▶ What to work on:
Repeat the whole listing below, word for word.

[Records excerpted from a collection]

==================================================

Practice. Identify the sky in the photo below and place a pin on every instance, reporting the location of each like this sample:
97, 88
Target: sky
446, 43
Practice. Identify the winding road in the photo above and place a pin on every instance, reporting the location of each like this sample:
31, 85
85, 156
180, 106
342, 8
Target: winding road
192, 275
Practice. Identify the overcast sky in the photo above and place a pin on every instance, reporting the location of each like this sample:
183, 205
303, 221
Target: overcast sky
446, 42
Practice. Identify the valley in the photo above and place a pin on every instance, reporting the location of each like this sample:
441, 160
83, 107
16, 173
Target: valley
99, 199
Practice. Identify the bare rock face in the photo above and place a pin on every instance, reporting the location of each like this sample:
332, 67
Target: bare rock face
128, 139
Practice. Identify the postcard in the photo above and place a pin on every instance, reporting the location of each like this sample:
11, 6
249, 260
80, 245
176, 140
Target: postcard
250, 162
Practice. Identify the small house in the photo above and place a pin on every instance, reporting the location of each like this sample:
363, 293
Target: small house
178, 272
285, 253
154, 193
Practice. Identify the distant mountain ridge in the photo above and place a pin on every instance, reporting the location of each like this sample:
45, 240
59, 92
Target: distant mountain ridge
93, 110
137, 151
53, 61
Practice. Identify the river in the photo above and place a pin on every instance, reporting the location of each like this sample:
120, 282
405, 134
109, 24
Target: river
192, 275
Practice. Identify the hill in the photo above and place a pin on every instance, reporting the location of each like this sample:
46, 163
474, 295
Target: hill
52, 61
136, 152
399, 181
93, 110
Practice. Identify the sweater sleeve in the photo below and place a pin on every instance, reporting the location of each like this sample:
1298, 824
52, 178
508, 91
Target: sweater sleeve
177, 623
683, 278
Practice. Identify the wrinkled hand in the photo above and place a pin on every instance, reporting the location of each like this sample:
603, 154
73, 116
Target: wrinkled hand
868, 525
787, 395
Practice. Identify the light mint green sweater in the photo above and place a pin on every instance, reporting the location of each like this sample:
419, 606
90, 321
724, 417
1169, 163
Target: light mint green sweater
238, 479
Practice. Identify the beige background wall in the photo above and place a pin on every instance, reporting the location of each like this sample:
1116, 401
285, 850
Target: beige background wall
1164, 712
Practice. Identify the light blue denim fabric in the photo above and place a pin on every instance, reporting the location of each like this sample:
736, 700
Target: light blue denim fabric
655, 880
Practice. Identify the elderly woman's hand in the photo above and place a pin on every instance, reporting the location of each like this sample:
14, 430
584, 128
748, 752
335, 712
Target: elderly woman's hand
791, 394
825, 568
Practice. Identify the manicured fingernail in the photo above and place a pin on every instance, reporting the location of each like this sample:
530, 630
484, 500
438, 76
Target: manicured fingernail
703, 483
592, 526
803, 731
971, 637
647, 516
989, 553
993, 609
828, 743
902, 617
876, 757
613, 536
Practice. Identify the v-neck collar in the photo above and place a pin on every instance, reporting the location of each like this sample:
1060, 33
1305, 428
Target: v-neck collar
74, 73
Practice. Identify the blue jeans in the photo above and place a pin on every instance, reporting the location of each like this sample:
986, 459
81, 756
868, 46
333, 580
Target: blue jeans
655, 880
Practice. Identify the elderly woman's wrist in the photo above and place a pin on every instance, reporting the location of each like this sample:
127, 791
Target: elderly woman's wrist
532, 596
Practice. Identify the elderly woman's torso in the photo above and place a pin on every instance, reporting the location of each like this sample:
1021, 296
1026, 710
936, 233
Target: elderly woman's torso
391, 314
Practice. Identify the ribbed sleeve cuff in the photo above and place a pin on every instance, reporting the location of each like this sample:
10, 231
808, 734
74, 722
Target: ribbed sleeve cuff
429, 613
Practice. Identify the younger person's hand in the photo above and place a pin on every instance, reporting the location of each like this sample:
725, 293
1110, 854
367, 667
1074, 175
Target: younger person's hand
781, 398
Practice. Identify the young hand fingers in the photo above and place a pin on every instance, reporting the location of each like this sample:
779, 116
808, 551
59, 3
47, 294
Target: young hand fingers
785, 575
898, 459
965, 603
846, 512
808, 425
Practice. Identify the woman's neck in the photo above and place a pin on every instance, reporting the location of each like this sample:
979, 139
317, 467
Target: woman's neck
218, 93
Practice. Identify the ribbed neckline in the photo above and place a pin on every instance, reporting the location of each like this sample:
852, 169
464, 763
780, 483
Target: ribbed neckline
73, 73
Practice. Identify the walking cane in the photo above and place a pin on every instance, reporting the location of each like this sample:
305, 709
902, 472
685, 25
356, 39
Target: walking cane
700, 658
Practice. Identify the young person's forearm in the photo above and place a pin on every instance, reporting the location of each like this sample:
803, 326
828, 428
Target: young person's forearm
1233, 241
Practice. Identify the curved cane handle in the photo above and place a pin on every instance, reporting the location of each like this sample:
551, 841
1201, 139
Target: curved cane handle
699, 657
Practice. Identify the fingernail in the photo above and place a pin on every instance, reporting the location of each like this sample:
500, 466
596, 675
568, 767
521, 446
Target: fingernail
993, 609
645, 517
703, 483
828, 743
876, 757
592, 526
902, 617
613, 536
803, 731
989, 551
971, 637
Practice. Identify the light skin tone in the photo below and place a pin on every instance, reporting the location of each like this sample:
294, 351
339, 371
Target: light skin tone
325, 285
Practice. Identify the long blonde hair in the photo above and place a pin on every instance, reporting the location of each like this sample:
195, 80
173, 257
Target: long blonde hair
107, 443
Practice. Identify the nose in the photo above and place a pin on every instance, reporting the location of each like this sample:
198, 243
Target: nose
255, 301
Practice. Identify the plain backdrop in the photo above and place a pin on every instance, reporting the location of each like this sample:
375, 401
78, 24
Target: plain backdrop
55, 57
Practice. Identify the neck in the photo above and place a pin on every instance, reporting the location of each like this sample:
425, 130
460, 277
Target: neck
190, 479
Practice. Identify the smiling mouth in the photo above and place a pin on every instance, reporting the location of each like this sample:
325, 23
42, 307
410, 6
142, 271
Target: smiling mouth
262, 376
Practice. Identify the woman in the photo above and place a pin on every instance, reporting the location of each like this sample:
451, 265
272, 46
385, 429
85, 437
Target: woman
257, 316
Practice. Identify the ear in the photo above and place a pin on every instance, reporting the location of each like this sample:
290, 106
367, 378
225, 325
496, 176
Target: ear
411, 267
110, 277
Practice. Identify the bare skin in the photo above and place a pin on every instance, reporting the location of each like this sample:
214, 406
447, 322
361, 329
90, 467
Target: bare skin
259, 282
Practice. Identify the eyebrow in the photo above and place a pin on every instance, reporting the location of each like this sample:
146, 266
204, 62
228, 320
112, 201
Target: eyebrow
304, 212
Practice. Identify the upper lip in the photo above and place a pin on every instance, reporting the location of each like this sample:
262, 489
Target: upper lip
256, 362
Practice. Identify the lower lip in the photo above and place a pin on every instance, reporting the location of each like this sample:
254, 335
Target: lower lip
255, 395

==================================================

▶ Exercise solution:
Practice. Identify the sky in the photo below and place a pin on every instance, reporting the location of each like this sample:
97, 88
Target: sky
446, 43
Practice. Identify the winding road in the photo above and place a pin on every instance, reporting the location of each like this sample:
31, 85
85, 156
180, 106
342, 8
Target: winding road
192, 275
Practice. Identify the overcast sky in the photo above and place a pin on every instance, reporting the location of each like this sample:
183, 205
303, 221
Target: overcast sky
446, 42
Practice. Identify the valley in the photo above and place a pin on every instance, reporting the location of each like this sample:
441, 160
83, 107
16, 173
Target: valley
99, 199
Practice. Identify the bare rock face in the photo above and place a pin on every instance, reporting the location of each like this sample:
332, 67
Target: bare rock face
128, 139
Practice. Identify the postcard in the photo above and place a pin on every instance, reporting the location of each like this sample:
11, 6
249, 260
80, 245
176, 140
Target: postcard
250, 162
Practice. Identify the small house in the photo above and place a pin on every instance, reporting the location of each like this sample:
363, 293
Target: small house
178, 272
285, 253
154, 193
Practice. Identify the distant mountain ridge in the photo above and place a pin on every instance, reporting the location of each like this sample:
45, 240
59, 92
Target: distant mountain ridge
93, 110
137, 151
53, 61
Practice. Identify the river in the photo above and place a pin on every instance, reporting the location of each like this sample:
120, 282
405, 134
109, 24
Target: river
192, 275
Practice. Identify the hill in the photo above and place a pin on every instance, reporting the location of each like this sample:
46, 163
474, 295
Target: hill
52, 61
136, 152
399, 181
93, 110
Practice. Identify the sweater sleeve in the photo below and place a pin on every instance, reporting the location of each like this sample:
1298, 824
52, 178
508, 91
Target: sweater sleeve
177, 623
683, 278
Practice. Identify the wrinkled hand in the photo above and place a pin on every instance, reporting the location of each like this sample:
603, 154
73, 116
Target: wrinkled hand
868, 525
787, 395
Practice. Identify the light mint green sweater in the photo above and place a pin on every instance, reporting the location of each like this sample:
419, 606
90, 321
724, 417
1169, 163
Target: light mint green sweater
238, 479
Practice. Identify the beige background wall in the photo above and place a pin on every instance, reporting the location of each like this sample:
1116, 401
285, 850
Target: beige background wall
1164, 712
Practice. Identify the light blue denim fabric in the photo above and place a pin on every instance, reporting the location of each like this sample:
736, 700
Target: light blue denim fabric
655, 880
Practice. Identify the elderly woman's hand in the photo above and place a pin on every instance, reporting the location of each like this sample:
14, 430
584, 128
748, 752
335, 712
Target: elderly woman's hand
791, 394
825, 568
Practice. Identify the manicured fingernail in the photo above and place a pin on every instance, reporting the location of each like this sample:
530, 630
484, 500
438, 76
Target: manicured fingernail
703, 483
592, 526
803, 731
971, 637
647, 516
989, 553
993, 609
828, 743
902, 617
876, 757
613, 536
Practice. Identify the v-neck collar in the photo above and place a pin on every instance, reporting the location of each like this sample:
1060, 33
1305, 428
Target: v-neck collar
74, 73
Practice. Identify the blue jeans in the photo above and place a pin on every instance, reporting the location of each like this sample:
986, 459
81, 756
868, 46
333, 580
Target: blue jeans
655, 880
Practice. Identify the elderly woman's wrist in the photo above and place a pin on every instance, reporting the location of each like this sample:
127, 791
Target: elderly woman's wrist
532, 596
Practice. Identify the elderly woman's torso in the photo above and place a pin on every instance, reporting the location of each like this sample:
1021, 296
1026, 710
936, 233
Target: elderly woman's torso
391, 314
Practice. Identify the ribbed sleeve cuff in the photo above and place a pin on every instance, reporting the location of each like this sample:
10, 231
808, 734
74, 722
Target: ribbed sleeve cuff
429, 613
Practice. Identify the younger person's hand in the photo above and place a pin on every instance, reporting the location of each like this sample:
725, 293
1110, 854
367, 667
1074, 175
Target: younger person's hand
781, 398
Practice. Identify the young hand fingers in the photo above and place a pin on every instance, reporting the location of each like this sample:
779, 116
808, 551
59, 3
47, 294
Target: young hand fingers
785, 575
898, 459
965, 603
846, 512
808, 425
Practice. Identify the woman's neck in the photo above and place a pin on every instance, reporting the location of each like this sample:
979, 139
317, 467
Target: woman's neck
218, 93
Practice. Identify the ribbed neckline in the photo above and place a pin on every instance, reporting the location of each like this sample:
852, 169
464, 763
780, 483
Target: ribbed neckline
73, 73
Practice. Identify the walking cane in the photo above and place a pin on every instance, reporting the location of each like this sample:
305, 709
902, 472
685, 25
356, 39
Target: walking cane
700, 658
Practice. Identify the young person's forearm in the photo above and place a pin on every instance, reporting the location of each like this sample:
803, 326
828, 428
Target: young person's forearm
1233, 241
Practice. Identify the curved cane handle in the photo above and place a pin on every instance, reporting the location of each like this sample:
551, 841
1201, 139
Target: curved cane handle
699, 657
Practice. Identify the fingernail in the photo above and place a pin on every instance, reporting the location of each like this sample:
500, 466
596, 675
568, 767
521, 446
Target: fingernail
993, 609
645, 517
703, 483
828, 743
876, 757
592, 526
902, 617
613, 536
803, 731
989, 551
971, 637
Practice. Identify the light skin tone in the photo below and place a pin on every instance, reporting the location of each like this sample:
294, 351
339, 371
Target: light skin tone
325, 285
Practice. Identify the long blonde hair in the photo above and place a pin on every instance, reporting the location of each like this sample:
195, 80
173, 257
Target: long blonde hair
107, 443
Practice. Identify the nose in the photo above and place a pin on every instance, reporting the location of each like this sample:
198, 243
Target: nose
255, 301
Practice. Identify the plain backdrop in the photo above and place a pin on every instance, reporting the location of each like this sample:
375, 401
78, 24
Target: plain backdrop
55, 57
Practice. Identify the neck in the photo above and place a pin on every instance, reporting the location of each like this sample:
425, 130
460, 277
Target: neck
190, 479
Practice. Identify the smiling mouth in the photo above and place a pin on every instance, reporting the location of each like this sample:
325, 23
42, 307
410, 6
142, 271
Target: smiling mouth
262, 376
Practice. Identify the woman in the photo above and place a pin on every instance, reporting the location of each like this sample:
451, 265
272, 46
385, 429
85, 437
Target: woman
257, 316
Practice. Identify the ear in the photo above and place a pin on every instance, reporting the location of each like this sample:
290, 106
367, 378
225, 325
496, 176
Target: ear
411, 267
110, 277
Practice. Identify the bare skin in the photo above and place a pin on every instance, reporting the location of each like this sample:
214, 406
447, 322
361, 329
90, 467
Target: bare skin
259, 282
Practice. Identify the eyebrow in the photo above and place a pin on every instance, reporting the location of each like this sample:
146, 266
204, 62
228, 320
112, 201
Target: eyebrow
304, 212
Practice. Identify the upper lip in the photo above and place a pin on every instance, reporting the location of each like this sample:
262, 489
Target: upper lip
256, 362
Practice. Identify the lower lip in the photo above and place a pin on every instance, reporting the location of each like this sample:
254, 335
Target: lower lip
255, 395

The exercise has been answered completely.